-------- RECORDS FOR PROCESSING

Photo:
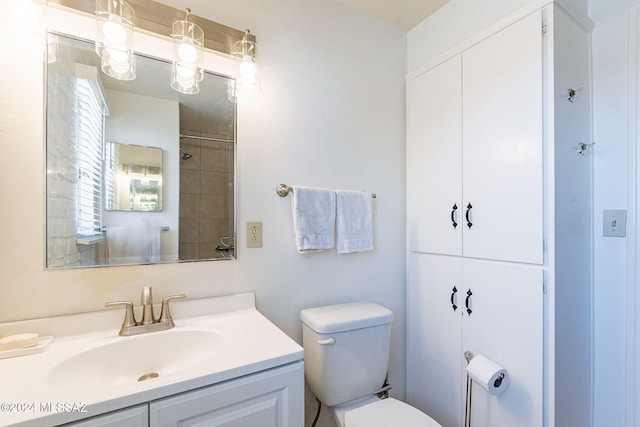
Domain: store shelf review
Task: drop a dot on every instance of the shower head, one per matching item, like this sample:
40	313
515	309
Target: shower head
185	155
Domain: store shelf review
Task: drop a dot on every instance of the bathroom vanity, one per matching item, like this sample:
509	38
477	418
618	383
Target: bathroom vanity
223	363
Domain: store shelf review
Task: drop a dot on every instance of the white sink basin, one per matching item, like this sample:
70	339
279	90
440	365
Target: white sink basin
215	340
137	358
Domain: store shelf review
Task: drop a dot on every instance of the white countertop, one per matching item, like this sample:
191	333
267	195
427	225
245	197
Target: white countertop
33	393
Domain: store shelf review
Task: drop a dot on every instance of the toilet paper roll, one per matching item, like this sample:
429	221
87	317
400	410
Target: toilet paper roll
491	376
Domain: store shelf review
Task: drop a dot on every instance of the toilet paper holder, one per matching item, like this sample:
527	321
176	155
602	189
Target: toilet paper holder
494	381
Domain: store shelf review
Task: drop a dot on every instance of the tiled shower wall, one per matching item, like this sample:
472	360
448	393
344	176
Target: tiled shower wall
206	196
61	162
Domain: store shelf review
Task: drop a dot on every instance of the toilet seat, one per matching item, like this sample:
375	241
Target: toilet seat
388	413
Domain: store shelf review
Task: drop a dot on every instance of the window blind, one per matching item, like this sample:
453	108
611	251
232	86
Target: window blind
90	145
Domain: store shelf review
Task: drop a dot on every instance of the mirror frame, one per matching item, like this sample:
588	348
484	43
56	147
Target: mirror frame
82	26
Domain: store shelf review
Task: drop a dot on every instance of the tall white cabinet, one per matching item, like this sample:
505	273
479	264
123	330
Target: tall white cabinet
495	220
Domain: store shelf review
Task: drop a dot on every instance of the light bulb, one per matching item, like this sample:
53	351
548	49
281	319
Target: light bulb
187	52
185	71
117	53
118	66
248	68
113	30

----------------

§ DIRECTIONS
How many lines in the records above contain the word "white"? Reply with the number alone.

§ FULL OUTPUT
6